WHAT YOU ARE ASKED TO DO: The records that follow must be reproduced in full, exactly as written.

TASK MATERIAL:

────────────────

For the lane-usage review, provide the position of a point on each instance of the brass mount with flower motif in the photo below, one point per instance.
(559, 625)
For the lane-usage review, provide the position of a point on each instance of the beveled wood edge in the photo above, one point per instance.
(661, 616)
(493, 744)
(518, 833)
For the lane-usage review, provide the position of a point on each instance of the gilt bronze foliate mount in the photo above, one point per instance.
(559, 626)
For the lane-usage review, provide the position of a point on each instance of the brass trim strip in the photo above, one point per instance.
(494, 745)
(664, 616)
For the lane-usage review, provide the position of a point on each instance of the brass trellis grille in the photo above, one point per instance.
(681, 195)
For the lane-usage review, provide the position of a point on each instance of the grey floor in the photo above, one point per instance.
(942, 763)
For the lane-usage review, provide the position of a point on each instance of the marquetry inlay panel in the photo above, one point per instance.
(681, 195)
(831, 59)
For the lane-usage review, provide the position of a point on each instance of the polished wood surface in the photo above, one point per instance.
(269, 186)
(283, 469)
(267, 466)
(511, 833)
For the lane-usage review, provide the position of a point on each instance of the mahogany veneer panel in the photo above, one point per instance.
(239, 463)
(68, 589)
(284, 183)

────────────────

TASK OUTPUT:
For the lane-usage review, provide the position of a point on each instance of the brass mount with flower motif in the photo below, one point per instance.
(559, 625)
For the lane-usage review, provide the position of a point on each instance of the beveled wood edge in the photo above, one point per instance.
(661, 616)
(493, 744)
(518, 833)
For the lane-usage review, provide the position of a point on each instance of the gilt bronze foliate mount in the photo above, one point per instance.
(559, 626)
For the lane-usage review, provide the position of a point on each instance of the brass trim strip in the photo above, one point per instance.
(494, 745)
(664, 616)
For the lane-usage review, provide the position of a point on each instance of the brass trellis grille in the photo above, one point per instance.
(681, 195)
For the lane-usage review, provide the position of a point on each instance of the grey floor in the photo above, one point per instance.
(942, 763)
For the lane-usage review, provide the position of a point on each instance of the marquetry inlay panel in the photo above, one point per instance.
(681, 195)
(831, 59)
For the lane-usage review, provide the position of a point on each instance of the polished wood surface in the photo above, one point per instance.
(269, 186)
(283, 469)
(267, 466)
(511, 833)
For the lane-usage review, provide the position of a point on each instance of the mahogany veneer panel in the photo above, one point per instance.
(239, 463)
(68, 589)
(284, 183)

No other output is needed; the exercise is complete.